**GIVEN PASSAGE:**
The point is, that once the spurious leakage stops, from then on, the net charge of the central conductor is ‑Q.  It has indeed acquired some free negative charge.

________________________________________
From: John Denker <jsd@av8n.com>
Sent: Tuesday, February 23, 2021 6:33 PM
To: Jeffrey Schnick
Subject: Re: [Phys-L] non-polarized capacitor

On 2/23/21 3:07 PM, you wrote:

> "The floating node immediately picks up enough gorge to make it float
> at a voltage" but by your definition of gorge, gorge is something
> that a capacitor or a battery has, not something that a node has.  Is
> this just a typo?

I understand the question, and I understand why you ask.
We agree that it's unclear and confusing.

However I would argue that it's not wrong. Here's how I think
about it. Do you find any of these persuasive? Or does this
just bring additional confusion?

1) Certainly the node doesn't pick up any free charge Q.
So by process of elimination it has to be gorge.

2) Perhaps the simplest way to clarify it would be to cross
out what it says about gorge on the node, and instead say
that the two capacitors each pick up enough gorge to make
the floating node float at the required voltage.

**EXERCISE INSTRUCTIONS:**
1 > Answer these from the capacitor discussion:
(a) Once the spurious leakage stops, what is the net charge of the central conductor?
(b) Who sent the reply dated Tuesday, February 23, 2021, 6:33 PM?
(c) In point 2, what does the reply suggest crossing out?
2 > Continue the capacitor discussion, starting right after its last sentence.
The entries play no part in this work.

**STORED DATA:**
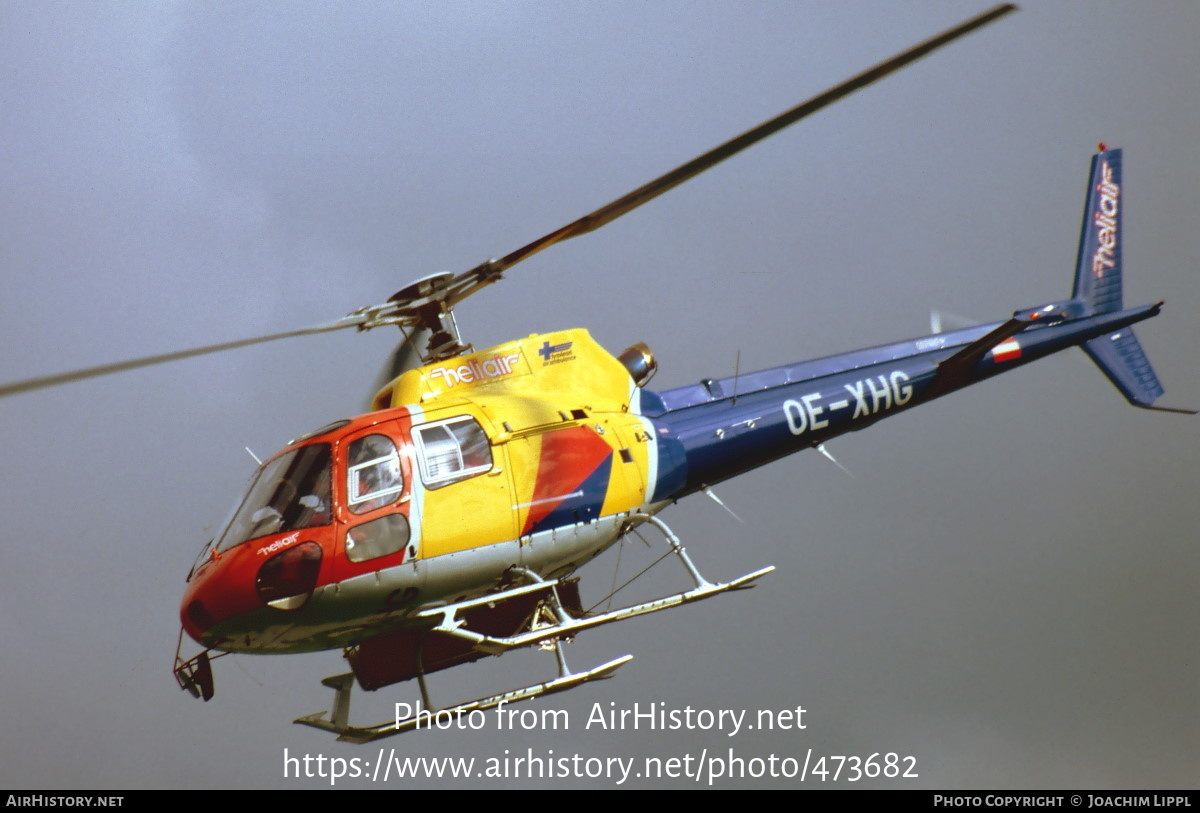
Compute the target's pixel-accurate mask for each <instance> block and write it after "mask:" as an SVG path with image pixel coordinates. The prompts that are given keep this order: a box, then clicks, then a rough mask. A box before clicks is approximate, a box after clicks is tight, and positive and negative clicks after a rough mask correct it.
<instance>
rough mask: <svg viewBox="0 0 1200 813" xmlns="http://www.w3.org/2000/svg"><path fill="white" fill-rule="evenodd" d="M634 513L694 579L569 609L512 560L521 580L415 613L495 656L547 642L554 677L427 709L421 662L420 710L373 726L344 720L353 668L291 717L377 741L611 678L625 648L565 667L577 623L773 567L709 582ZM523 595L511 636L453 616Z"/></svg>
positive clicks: (622, 616)
mask: <svg viewBox="0 0 1200 813" xmlns="http://www.w3.org/2000/svg"><path fill="white" fill-rule="evenodd" d="M634 519H637V520H641V522H646V523H649V524H652V525H654V526H655V528H658V529H659V530H660V531H661V532H662V535H664V537H665V538H666V541H667V544H670V546H671V552H672V553H674V554H676V556H677V558H678V559H679V561H680V562H682V564H683V566H684V568H685V570H686V571H688V573H689V576H690V577H691V579H692V582H694V583H695V586H694V588H692V589H691V590H685V591H683V592H677V594H674V595H671V596H665V597H662V598H655V600H653V601H648V602H642V603H640V604H631V606H629V607H622V608H618V609H614V610H610V612H606V613H600V614H598V615H587V614H580V615H574V614H572V613H571V612H569V610H568V608H566V606H565V603H564V602H563V600H562V597H560V596H559V586H560V585H562V582H560V580H559V579H544V578H541V577H540V576H538V574H536V573H534V572H532V571H528V570H524V568H517V567H514V568H511V571H510V573H511V576H514V577H518V578H522V579H523V580H524V582H526V584H521V585H517V586H510V588H506V589H504V590H500V591H498V592H491V594H487V595H485V596H481V597H476V598H469V600H466V601H461V602H455V603H452V604H444V606H442V607H431V608H427V609H425V610H421V612H420V613H418V614H416V618H419V619H422V620H425V621H426V622H427V624H432V626H431V627H428V630H430V632H438V633H442V634H444V636H450V637H452V638H458V639H461V640H466V642H468V643H469V644H470V646H472V648H473V649H474V650H476V651H479V652H486V654H488V655H502V654H504V652H508V651H510V650H514V649H520V648H524V646H533V645H541V646H545V648H548V646H550V645H552V648H553V650H554V656H556V660H557V662H558V677H556V679H553V680H550V681H546V682H544V683H533V685H530V686H526V687H523V688H517V689H512V691H510V692H503V693H500V694H492V695H490V697H484V698H479V699H476V700H470V701H468V703H461V704H458V705H454V706H448V707H444V709H440V710H437V711H434V710H433V709H434V706H433V704H432V703H430V694H428V687H427V686H426V680H425V677H426V675H425V667H421V670H420V672H419V674H418V675H416V677H418V680H419V682H420V686H421V699H422V700H424V709H421V710H419V711H418V712H416V713H414V715H410V716H408V717H403V718H400V717H397V718H396V719H395V721H388V722H385V723H379V724H377V725H366V727H359V725H350V724H349V712H350V689H352V687H353V685H354V680H355V679H354V673H346V674H341V675H334V676H331V677H326V679H325V680H323V681H322V683H323V685H324V686H329V687H330V688H332V689H334V706H332V710H331V711H329V712H324V711H318V712H317V713H313V715H308V716H306V717H300V718H298V719H295V721H294V722H295V723H298V724H300V725H310V727H312V728H319V729H322V730H324V731H332V733H334V734H337V735H338V736H337V739H338V740H342V741H344V742H371V741H373V740H380V739H383V737H388V736H394V735H396V734H401V733H403V731H410V730H413V729H418V728H432V727H434V725H437V721H439V719H443V721H444V719H456V718H457V717H458V716H460V715H468V713H470V712H473V711H482V710H487V709H493V707H496V706H498V705H500V704H502V703H503V704H509V703H518V701H521V700H530V699H533V698H536V697H542V695H545V694H553V693H556V692H564V691H566V689H569V688H575V687H576V686H580V685H582V683H586V682H589V681H593V680H602V679H606V677H611V676H612V675H613V673H616V672H617V669H619V668H620V667H623V666H624V664H625V663H628V662H629V661H631V660H634V656H632V655H625V656H622V657H619V658H617V660H614V661H608V662H607V663H601V664H600V666H598V667H594V668H593V669H588V670H587V672H571V670H570V669H569V668H568V666H566V658H565V656H564V654H563V642H564V640H570V639H571V638H574V636H575V634H576V633H578V632H580V631H582V630H589V628H592V627H598V626H601V625H604V624H611V622H613V621H622V620H624V619H630V618H635V616H638V615H647V614H649V613H658V612H659V610H664V609H667V608H670V607H678V606H679V604H686V603H690V602H694V601H701V600H702V598H708V597H710V596H715V595H718V594H721V592H726V591H730V590H745V589H749V588H752V586H755V584H754V583H755V582H756V580H757V579H760V578H761V577H763V576H766V574H767V573H769V572H772V571H773V570H775V568H774V567H763V568H761V570H757V571H754V572H752V573H746V574H745V576H743V577H740V578H737V579H733V580H732V582H724V583H718V584H713V583H712V582H709V580H707V579H706V578H704V577H703V576H701V574H700V571H698V570H696V566H695V565H694V564H692V561H691V559H690V558H689V556H688V553H686V550H684V548H683V546H682V544H680V543H679V538H678V537H677V536H676V535H674V534H673V532H672V531H671V529H670V528H667V525H666V523H664V522H662V520H660V519H658V518H656V517H653V516H650V514H637V516H635V517H634ZM530 596H533V597H536V598H538V606H536V610H535V612H534V613H533V616H532V618H530V620H529V621H528V624H527V625H526V626H527V628H526V630H524V631H523V632H518V633H516V634H512V636H488V634H484V633H480V632H476V631H474V630H468V628H467V627H466V625H467V621H466V620H464V619H463V618H461V616H460V614H461V613H462V614H468V613H469V612H470V610H475V609H478V608H480V607H484V606H494V604H498V603H503V602H505V601H511V600H517V598H521V597H530ZM326 715H328V716H326Z"/></svg>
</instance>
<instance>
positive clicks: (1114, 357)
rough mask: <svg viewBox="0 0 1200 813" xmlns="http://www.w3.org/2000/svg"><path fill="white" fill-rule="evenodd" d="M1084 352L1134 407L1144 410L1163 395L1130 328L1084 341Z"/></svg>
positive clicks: (1151, 369) (1151, 371)
mask: <svg viewBox="0 0 1200 813" xmlns="http://www.w3.org/2000/svg"><path fill="white" fill-rule="evenodd" d="M1084 353H1086V354H1087V355H1088V357H1091V360H1092V361H1094V362H1096V366H1097V367H1099V368H1100V371H1103V372H1104V374H1105V375H1108V377H1109V380H1110V381H1112V384H1114V386H1116V389H1117V390H1120V391H1121V393H1122V395H1123V396H1124V397H1126V398H1128V399H1129V403H1130V404H1133V405H1134V406H1145V408H1147V409H1148V408H1151V405H1152V404H1153V403H1154V402H1156V401H1157V399H1158V397H1159V396H1160V395H1163V385H1162V384H1159V383H1158V377H1157V375H1154V368H1153V367H1151V366H1150V360H1148V359H1146V353H1145V350H1142V349H1141V344H1139V343H1138V337H1136V336H1134V335H1133V329H1132V327H1126V329H1123V330H1118V331H1117V332H1115V333H1109V335H1108V336H1100V337H1097V338H1093V339H1091V341H1088V342H1084Z"/></svg>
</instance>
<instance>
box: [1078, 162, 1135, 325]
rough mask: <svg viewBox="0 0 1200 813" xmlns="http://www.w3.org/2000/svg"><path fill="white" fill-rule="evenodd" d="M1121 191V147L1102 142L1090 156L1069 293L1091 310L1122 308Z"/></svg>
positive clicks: (1122, 207) (1101, 310)
mask: <svg viewBox="0 0 1200 813" xmlns="http://www.w3.org/2000/svg"><path fill="white" fill-rule="evenodd" d="M1122 192H1123V189H1122V180H1121V150H1105V149H1104V145H1103V144H1102V145H1100V152H1098V153H1097V155H1096V156H1094V157H1093V158H1092V173H1091V175H1090V177H1088V181H1087V199H1086V201H1085V204H1084V228H1082V231H1081V234H1080V236H1079V259H1078V260H1076V265H1075V290H1074V291H1073V293H1072V296H1073V297H1074V299H1081V300H1084V301H1085V302H1086V303H1087V307H1088V311H1091V312H1092V313H1110V312H1112V311H1120V309H1121V307H1122V305H1121V249H1122V246H1123V242H1124V237H1123V235H1122V229H1121V218H1122V216H1123V210H1124V198H1123V194H1122Z"/></svg>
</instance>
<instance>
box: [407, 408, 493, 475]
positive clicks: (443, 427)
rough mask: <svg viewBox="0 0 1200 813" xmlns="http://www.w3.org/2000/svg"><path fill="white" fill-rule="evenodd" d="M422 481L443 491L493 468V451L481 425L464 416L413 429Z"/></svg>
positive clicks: (472, 420)
mask: <svg viewBox="0 0 1200 813" xmlns="http://www.w3.org/2000/svg"><path fill="white" fill-rule="evenodd" d="M413 439H414V440H415V441H416V450H418V456H416V457H418V460H419V463H420V468H421V480H422V481H424V482H425V486H426V487H427V488H440V487H443V486H449V484H450V483H456V482H458V481H460V480H467V478H468V477H474V476H475V475H478V474H482V472H485V471H490V470H491V468H492V447H491V446H490V445H488V442H487V435H486V434H484V428H482V427H481V426H479V421H476V420H475V418H473V417H470V416H467V415H463V416H462V417H452V418H450V420H448V421H438V422H436V423H426V424H425V426H420V427H414V428H413Z"/></svg>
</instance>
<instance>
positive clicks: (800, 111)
mask: <svg viewBox="0 0 1200 813" xmlns="http://www.w3.org/2000/svg"><path fill="white" fill-rule="evenodd" d="M1010 11H1016V6H1014V5H1013V4H1004V5H1001V6H996V7H995V8H992V10H991V11H988V12H985V13H983V14H979V16H978V17H976V18H973V19H968V20H967V22H965V23H962V24H960V25H956V26H954V28H953V29H949V30H947V31H944V32H942V34H940V35H937V36H936V37H934V38H931V40H926V41H925V42H923V43H920V44H919V46H914V47H913V48H910V49H908V50H906V52H904V53H902V54H898V55H896V56H893V58H892V59H889V60H887V61H886V62H880V64H878V65H876V66H875V67H872V68H869V70H866V71H863V72H862V73H859V74H858V76H857V77H853V78H852V79H847V80H846V82H844V83H841V84H840V85H838V86H836V88H832V89H829V90H827V91H826V92H823V94H821V95H820V96H815V97H812V98H810V100H809V101H806V102H804V103H802V104H798V106H796V107H793V108H792V109H791V110H787V112H786V113H781V114H780V115H778V116H775V118H774V119H772V120H770V121H767V122H763V124H761V125H758V126H757V127H755V128H754V130H750V131H748V132H745V133H742V134H740V135H738V137H737V138H734V139H732V140H728V141H726V143H725V144H721V145H720V146H718V147H715V149H713V150H709V151H708V152H706V153H704V155H702V156H700V157H697V158H692V159H691V161H689V162H688V163H685V164H683V165H682V167H678V168H677V169H673V170H671V171H670V173H667V174H666V175H662V176H661V177H656V179H654V180H653V181H650V182H649V183H647V185H646V186H642V187H638V188H637V189H634V191H632V192H630V193H629V194H626V195H625V197H623V198H618V199H617V200H613V201H612V203H611V204H608V205H607V206H601V207H600V209H598V210H595V211H594V212H592V213H589V215H584V216H583V217H581V218H580V219H577V221H575V222H574V223H568V224H566V225H564V227H563V228H560V229H558V230H556V231H551V233H550V234H547V235H546V236H544V237H539V239H538V240H534V241H533V242H530V243H528V245H526V246H522V247H521V248H518V249H516V251H515V252H512V253H510V254H506V255H505V257H503V258H502V259H499V260H493V261H492V263H491V264H488V266H490V270H491V271H493V272H499V271H504V270H505V269H509V267H512V266H514V265H516V264H517V263H520V261H521V260H523V259H526V258H529V257H532V255H534V254H536V253H538V252H540V251H541V249H544V248H547V247H550V246H553V245H554V243H556V242H562V241H563V240H569V239H571V237H576V236H578V235H581V234H587V233H588V231H594V230H595V229H599V228H600V227H601V225H605V224H606V223H611V222H612V221H614V219H617V218H618V217H620V216H622V215H624V213H626V212H630V211H632V210H635V209H637V207H638V206H641V205H642V204H643V203H647V201H649V200H653V199H654V198H658V197H659V195H660V194H662V193H664V192H667V191H668V189H673V188H674V187H677V186H679V185H680V183H683V182H684V181H686V180H689V179H691V177H695V176H696V175H698V174H700V173H702V171H704V170H706V169H708V168H710V167H713V165H715V164H718V163H720V162H722V161H725V159H726V158H728V157H730V156H732V155H736V153H738V152H740V151H742V150H744V149H746V147H748V146H750V145H752V144H756V143H758V141H761V140H762V139H764V138H767V137H768V135H770V134H773V133H775V132H778V131H780V130H782V128H784V127H787V126H788V125H792V124H794V122H797V121H799V120H800V119H803V118H805V116H808V115H811V114H812V113H816V112H817V110H820V109H821V108H823V107H827V106H829V104H832V103H833V102H836V101H838V100H839V98H842V97H844V96H848V95H850V94H852V92H854V91H856V90H858V89H860V88H865V86H866V85H869V84H871V83H872V82H876V80H878V79H882V78H883V77H886V76H887V74H889V73H892V72H893V71H898V70H899V68H901V67H904V66H906V65H908V64H910V62H913V61H916V60H918V59H920V58H922V56H924V55H925V54H928V53H930V52H932V50H936V49H937V48H941V47H942V46H944V44H948V43H950V42H953V41H954V40H958V38H959V37H961V36H964V35H967V34H970V32H971V31H974V30H976V29H978V28H982V26H984V25H986V24H988V23H991V22H992V20H995V19H997V18H1000V17H1003V16H1004V14H1007V13H1008V12H1010ZM493 279H494V277H493V278H491V279H487V282H492V281H493Z"/></svg>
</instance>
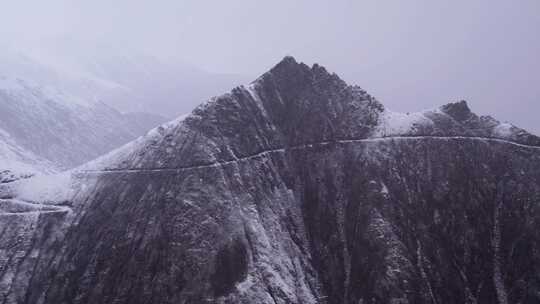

**ANSWERS GIVEN:**
1 >
(a) -Q
(b) John Denker
(c) What it says about gorge on the node

2 >
During the initial transient, when the input voltage V is
high, the bottom capacitor leaks, putting gorge on the top
capacitor (but not the bottom), lowering Vc.  When V is low,
the top capacitor leaks, putting gorge on the bottom capacitor
(but not the top), again lowering Vc.

3) I'm not sure I thought about it very clearly, but I think
the following complicated idea is what I had in mind:

The floating node has some capacitance to ground.  Consider
the two (-) plates of the capacitors to be one side of a
double-sized capacitor, while the two (+) plates are the
other side. That is to say, the floating node sees two
capacitors in parallel.  The input V is considered AC ground,
since we assume it is driven from a low-impedance source.

Leakage puts some gorge on this double-sized capacitor.

To make sense of this, you have to imagine each real capacitor
as an ideal capacitor plus some leakage.  Beware that one
capacitor is leaking while the other is not, so the situation
is not symmetrical.